-------- DATA FOR THIS TASK

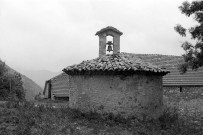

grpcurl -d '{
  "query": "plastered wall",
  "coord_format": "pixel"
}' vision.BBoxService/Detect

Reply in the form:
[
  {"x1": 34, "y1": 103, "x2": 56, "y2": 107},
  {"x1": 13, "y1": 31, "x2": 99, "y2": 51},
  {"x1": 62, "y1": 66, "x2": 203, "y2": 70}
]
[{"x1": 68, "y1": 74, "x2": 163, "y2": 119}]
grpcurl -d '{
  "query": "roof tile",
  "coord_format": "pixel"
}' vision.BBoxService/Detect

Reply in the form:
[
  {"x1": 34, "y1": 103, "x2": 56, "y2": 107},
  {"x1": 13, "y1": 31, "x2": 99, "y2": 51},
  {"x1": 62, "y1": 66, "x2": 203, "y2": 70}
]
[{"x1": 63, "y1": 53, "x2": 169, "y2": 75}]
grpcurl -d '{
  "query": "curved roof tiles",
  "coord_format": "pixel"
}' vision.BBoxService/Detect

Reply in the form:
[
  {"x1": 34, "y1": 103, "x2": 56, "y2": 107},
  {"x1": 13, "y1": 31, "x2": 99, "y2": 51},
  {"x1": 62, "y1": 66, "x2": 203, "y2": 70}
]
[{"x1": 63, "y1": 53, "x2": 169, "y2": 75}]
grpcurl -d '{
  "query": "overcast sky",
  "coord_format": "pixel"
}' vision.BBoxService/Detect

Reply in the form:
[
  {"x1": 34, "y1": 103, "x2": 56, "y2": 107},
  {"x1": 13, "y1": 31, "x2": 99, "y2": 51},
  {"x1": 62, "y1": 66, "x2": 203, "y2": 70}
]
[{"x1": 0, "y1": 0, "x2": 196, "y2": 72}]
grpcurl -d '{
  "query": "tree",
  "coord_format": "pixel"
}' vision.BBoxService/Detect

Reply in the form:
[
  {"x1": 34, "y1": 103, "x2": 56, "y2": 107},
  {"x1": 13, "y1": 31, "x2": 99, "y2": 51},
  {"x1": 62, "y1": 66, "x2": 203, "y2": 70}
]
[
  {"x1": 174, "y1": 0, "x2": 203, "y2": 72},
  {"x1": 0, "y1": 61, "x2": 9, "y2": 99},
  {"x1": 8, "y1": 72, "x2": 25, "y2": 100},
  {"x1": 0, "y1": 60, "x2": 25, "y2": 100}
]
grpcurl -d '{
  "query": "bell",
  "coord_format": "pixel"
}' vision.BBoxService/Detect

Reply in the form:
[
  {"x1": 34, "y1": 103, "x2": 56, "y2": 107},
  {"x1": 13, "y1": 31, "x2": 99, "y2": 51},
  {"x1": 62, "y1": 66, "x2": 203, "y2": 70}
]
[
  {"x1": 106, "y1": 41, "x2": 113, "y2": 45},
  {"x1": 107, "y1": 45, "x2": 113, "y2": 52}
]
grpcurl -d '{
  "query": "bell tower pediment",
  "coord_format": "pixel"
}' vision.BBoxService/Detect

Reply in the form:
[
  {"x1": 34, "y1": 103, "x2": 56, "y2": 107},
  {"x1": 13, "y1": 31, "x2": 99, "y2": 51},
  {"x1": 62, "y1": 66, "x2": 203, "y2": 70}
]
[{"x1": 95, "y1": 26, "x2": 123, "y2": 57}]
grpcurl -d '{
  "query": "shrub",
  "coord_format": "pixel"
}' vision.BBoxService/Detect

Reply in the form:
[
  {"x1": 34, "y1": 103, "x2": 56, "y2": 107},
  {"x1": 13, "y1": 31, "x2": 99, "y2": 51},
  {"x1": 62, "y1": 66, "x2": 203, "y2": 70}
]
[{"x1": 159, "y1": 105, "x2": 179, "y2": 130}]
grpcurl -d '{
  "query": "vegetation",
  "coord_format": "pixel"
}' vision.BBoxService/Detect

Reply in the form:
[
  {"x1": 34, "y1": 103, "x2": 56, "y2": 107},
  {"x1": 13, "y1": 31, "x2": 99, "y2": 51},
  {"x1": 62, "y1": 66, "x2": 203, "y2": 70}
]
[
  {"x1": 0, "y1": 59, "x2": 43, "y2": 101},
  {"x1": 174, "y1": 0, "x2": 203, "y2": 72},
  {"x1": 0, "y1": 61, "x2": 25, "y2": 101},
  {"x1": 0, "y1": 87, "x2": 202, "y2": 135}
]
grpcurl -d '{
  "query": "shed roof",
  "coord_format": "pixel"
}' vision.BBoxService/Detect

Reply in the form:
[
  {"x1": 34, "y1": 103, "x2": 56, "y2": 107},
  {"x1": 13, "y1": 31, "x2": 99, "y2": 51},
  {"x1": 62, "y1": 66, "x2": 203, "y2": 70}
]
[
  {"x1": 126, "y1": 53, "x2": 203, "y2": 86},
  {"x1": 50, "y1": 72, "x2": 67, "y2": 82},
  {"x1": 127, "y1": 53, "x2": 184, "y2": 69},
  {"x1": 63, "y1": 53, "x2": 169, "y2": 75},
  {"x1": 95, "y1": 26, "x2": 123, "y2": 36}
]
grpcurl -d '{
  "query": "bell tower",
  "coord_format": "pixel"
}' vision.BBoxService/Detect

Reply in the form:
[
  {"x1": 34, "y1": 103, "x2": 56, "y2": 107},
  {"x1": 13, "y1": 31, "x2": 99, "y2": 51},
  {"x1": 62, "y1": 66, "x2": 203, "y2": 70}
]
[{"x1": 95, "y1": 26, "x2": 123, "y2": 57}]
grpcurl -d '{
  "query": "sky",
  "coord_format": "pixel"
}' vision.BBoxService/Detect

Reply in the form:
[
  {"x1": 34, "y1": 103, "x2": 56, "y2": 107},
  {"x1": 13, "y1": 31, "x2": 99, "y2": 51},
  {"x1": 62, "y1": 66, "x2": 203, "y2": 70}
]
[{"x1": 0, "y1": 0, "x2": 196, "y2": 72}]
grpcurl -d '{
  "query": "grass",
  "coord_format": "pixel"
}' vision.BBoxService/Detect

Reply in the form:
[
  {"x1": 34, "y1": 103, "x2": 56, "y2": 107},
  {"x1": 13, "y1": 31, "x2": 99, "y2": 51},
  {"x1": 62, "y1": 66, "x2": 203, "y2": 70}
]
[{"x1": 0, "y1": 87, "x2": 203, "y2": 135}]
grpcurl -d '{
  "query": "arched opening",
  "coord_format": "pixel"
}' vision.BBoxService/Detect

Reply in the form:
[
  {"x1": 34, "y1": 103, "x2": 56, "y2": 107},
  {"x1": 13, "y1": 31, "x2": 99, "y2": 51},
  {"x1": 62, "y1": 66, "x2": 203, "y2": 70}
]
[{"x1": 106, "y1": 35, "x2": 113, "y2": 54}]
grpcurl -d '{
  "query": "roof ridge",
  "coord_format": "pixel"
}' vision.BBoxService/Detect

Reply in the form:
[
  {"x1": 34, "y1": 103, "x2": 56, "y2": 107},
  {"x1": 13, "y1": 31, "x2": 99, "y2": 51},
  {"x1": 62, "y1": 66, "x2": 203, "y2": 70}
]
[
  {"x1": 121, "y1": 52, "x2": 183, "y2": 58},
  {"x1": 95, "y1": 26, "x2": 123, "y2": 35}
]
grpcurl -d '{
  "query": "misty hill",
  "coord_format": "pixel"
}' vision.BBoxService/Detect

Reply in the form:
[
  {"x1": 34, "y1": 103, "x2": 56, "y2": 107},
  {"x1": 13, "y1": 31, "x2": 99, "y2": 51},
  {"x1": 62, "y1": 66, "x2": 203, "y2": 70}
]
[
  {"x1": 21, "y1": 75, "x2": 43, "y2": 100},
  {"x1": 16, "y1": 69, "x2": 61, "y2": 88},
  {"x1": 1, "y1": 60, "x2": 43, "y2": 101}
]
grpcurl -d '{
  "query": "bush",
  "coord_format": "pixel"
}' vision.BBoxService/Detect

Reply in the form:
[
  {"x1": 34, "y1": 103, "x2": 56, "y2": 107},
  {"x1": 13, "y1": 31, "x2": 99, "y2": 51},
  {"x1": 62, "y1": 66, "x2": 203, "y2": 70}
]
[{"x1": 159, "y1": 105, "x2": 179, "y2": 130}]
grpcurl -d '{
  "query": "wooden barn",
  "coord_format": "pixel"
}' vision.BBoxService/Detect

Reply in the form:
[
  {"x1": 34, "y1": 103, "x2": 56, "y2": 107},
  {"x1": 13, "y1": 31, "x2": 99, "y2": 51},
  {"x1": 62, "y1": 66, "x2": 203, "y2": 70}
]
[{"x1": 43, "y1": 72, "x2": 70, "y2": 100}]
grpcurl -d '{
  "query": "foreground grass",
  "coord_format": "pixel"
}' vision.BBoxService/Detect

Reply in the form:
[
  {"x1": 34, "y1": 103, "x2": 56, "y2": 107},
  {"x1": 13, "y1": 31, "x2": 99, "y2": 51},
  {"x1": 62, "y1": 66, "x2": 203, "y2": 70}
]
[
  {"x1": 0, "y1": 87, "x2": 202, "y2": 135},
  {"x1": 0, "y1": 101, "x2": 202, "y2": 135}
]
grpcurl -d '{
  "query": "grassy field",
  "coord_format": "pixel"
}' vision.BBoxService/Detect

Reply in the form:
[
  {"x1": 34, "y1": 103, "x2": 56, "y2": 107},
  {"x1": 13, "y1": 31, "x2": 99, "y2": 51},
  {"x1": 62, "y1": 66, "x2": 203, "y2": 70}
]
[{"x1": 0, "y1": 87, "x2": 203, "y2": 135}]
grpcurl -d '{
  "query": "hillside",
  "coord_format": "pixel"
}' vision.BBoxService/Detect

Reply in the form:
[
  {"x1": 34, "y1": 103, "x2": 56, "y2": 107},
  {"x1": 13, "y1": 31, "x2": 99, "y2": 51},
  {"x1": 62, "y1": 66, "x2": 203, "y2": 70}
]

----------------

TO DO
Go through the material line by line. Show each line that contains the string "tower".

ANSWER SPACE
  "query": "bell tower pediment",
  "query": "bell tower",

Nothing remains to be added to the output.